— start Exercise data —

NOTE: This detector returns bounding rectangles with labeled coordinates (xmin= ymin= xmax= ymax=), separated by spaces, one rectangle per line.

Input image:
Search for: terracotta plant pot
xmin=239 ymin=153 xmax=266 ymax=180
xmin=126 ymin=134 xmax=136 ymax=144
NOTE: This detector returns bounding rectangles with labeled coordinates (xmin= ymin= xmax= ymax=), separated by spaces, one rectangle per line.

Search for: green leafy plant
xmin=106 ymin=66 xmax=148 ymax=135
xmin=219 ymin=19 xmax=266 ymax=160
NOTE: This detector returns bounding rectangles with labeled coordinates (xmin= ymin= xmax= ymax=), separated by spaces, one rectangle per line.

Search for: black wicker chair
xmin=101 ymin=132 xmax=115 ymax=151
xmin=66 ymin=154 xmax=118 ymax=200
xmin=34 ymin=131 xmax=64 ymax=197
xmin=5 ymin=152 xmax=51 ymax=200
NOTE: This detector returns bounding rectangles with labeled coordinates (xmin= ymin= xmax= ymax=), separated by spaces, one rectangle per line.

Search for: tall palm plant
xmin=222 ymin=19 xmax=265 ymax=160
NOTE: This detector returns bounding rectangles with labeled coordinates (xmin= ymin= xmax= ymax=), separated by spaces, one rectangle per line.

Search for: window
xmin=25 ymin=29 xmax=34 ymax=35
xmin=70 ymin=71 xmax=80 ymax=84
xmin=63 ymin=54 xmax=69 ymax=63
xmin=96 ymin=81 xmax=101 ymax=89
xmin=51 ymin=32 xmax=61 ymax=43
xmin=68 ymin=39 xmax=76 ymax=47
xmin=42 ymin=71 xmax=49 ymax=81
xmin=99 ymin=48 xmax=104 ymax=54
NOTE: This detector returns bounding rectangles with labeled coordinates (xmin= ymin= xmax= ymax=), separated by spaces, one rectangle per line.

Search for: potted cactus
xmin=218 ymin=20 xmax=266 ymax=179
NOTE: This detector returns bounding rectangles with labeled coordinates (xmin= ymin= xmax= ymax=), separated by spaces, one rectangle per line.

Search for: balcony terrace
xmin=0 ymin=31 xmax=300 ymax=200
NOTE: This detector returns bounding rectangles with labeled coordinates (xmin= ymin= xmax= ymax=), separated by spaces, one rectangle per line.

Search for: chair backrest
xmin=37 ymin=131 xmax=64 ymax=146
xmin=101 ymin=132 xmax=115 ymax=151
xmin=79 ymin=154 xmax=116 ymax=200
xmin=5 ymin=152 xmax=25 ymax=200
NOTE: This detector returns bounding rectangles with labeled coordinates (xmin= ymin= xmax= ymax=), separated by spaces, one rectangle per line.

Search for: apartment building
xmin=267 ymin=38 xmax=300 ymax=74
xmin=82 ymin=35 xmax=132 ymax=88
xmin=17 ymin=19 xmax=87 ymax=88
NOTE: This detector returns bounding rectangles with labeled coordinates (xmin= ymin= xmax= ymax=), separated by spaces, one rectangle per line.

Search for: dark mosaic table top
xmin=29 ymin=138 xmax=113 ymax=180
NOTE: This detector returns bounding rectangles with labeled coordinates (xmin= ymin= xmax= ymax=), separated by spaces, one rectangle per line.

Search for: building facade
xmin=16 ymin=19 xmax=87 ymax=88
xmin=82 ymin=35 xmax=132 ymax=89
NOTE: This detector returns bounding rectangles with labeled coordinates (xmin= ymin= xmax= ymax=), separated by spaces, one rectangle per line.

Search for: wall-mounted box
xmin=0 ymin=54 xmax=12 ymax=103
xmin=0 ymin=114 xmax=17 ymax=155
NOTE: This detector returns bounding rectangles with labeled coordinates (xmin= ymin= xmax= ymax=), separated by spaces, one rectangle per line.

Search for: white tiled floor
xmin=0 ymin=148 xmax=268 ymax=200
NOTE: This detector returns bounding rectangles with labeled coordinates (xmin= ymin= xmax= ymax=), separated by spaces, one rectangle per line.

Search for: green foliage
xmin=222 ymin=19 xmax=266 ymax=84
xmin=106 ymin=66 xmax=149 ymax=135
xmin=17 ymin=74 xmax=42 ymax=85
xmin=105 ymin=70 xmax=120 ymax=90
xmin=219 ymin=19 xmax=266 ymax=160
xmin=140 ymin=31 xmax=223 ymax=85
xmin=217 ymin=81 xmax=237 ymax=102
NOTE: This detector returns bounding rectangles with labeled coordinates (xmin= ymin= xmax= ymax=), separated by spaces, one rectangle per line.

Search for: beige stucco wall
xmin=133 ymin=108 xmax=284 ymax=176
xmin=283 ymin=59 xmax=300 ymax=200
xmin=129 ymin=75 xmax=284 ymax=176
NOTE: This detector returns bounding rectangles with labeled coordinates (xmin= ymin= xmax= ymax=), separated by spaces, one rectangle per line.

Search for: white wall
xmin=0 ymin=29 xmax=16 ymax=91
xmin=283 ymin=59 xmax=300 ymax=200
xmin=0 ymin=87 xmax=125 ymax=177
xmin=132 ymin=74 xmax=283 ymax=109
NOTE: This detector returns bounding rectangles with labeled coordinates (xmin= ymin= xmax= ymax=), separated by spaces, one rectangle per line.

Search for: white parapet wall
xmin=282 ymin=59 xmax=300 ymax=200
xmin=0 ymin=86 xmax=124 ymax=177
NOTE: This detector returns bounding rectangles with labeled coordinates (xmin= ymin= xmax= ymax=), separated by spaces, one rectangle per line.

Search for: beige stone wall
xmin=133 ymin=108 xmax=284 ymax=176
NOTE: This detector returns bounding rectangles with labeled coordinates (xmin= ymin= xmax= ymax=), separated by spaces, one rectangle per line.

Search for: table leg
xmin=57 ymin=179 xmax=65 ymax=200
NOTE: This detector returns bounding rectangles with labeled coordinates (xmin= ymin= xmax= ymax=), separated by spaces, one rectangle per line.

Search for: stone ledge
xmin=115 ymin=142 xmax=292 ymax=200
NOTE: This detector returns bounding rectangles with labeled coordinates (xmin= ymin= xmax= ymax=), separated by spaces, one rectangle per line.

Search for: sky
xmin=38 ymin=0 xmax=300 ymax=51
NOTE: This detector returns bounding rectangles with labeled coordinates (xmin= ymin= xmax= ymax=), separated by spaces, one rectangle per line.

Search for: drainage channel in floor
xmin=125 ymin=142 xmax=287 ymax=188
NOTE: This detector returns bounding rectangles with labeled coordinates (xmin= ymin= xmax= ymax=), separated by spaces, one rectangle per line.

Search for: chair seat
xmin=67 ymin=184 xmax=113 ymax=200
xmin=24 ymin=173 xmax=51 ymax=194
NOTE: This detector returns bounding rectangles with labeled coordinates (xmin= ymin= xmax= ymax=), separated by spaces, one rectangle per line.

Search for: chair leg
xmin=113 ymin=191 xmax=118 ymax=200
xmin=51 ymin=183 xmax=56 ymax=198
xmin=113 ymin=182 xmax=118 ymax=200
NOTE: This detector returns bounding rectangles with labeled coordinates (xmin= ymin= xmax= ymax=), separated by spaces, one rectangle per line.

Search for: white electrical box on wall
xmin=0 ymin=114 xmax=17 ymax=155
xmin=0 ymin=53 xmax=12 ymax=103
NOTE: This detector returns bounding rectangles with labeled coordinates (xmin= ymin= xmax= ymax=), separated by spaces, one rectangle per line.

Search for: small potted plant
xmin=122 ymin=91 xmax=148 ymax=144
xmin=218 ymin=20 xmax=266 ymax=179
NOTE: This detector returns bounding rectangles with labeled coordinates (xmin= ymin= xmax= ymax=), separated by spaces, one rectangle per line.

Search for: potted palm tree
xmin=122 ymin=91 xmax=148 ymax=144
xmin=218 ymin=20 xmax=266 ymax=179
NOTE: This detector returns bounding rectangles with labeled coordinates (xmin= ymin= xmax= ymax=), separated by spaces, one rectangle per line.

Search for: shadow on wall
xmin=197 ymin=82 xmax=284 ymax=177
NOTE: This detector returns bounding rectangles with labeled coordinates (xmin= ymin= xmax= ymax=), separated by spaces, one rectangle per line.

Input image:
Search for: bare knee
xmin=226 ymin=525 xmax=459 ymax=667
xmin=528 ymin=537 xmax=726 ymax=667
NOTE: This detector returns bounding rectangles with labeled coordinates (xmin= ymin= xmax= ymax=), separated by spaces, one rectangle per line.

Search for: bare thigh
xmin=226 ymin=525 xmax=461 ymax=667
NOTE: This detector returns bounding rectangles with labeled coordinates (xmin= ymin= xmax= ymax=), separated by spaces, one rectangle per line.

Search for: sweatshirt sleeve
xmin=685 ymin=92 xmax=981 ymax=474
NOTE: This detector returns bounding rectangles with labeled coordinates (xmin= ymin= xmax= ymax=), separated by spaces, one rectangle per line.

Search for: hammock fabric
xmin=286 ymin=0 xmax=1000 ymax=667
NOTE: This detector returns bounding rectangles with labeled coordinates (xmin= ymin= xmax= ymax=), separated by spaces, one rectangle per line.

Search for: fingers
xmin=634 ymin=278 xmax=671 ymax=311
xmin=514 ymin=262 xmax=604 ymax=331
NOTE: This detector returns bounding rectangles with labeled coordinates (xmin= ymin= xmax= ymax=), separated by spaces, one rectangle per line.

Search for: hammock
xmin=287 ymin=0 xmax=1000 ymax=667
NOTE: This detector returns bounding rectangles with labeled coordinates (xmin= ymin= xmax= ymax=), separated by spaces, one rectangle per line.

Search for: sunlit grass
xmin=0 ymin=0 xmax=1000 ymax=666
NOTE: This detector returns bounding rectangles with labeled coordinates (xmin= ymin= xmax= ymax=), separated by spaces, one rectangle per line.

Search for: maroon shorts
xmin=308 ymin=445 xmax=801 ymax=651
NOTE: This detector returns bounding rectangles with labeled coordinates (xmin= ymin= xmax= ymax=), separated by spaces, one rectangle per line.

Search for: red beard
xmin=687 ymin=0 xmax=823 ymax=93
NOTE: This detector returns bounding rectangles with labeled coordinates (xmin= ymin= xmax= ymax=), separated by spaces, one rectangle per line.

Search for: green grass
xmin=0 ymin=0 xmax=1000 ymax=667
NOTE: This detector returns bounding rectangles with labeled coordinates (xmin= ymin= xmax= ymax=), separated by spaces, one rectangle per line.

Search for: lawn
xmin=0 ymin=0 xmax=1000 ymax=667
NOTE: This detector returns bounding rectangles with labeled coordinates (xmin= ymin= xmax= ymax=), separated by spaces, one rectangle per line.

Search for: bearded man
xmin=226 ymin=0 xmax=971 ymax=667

— end Exercise data —

- [Prompt]: Copy the records word for word, everything from the start down to the line containing "xmin=222 ymin=19 xmax=265 ymax=160", including that line.

- [Exercise solution]:
NOTE: This detector returns bounding rectangles with labeled coordinates (xmin= ymin= xmax= ymax=), separated by spaces, one rectangle per line.

Input image:
Search for: terracotta plant pot
xmin=239 ymin=153 xmax=266 ymax=180
xmin=126 ymin=134 xmax=136 ymax=144
NOTE: This detector returns bounding rectangles with labeled coordinates (xmin= ymin= xmax= ymax=), separated by spaces, one rectangle per line.

Search for: green leafy plant
xmin=106 ymin=66 xmax=148 ymax=135
xmin=219 ymin=19 xmax=266 ymax=160
NOTE: This detector returns bounding rectangles with labeled coordinates (xmin= ymin= xmax= ymax=), separated by spaces, one rectangle per line.

Search for: black wicker chair
xmin=101 ymin=132 xmax=115 ymax=151
xmin=66 ymin=154 xmax=118 ymax=200
xmin=34 ymin=131 xmax=64 ymax=197
xmin=5 ymin=152 xmax=51 ymax=200
NOTE: This detector returns bounding rectangles with labeled coordinates (xmin= ymin= xmax= ymax=), separated by spaces, one rectangle per line.

Search for: tall palm plant
xmin=222 ymin=19 xmax=265 ymax=160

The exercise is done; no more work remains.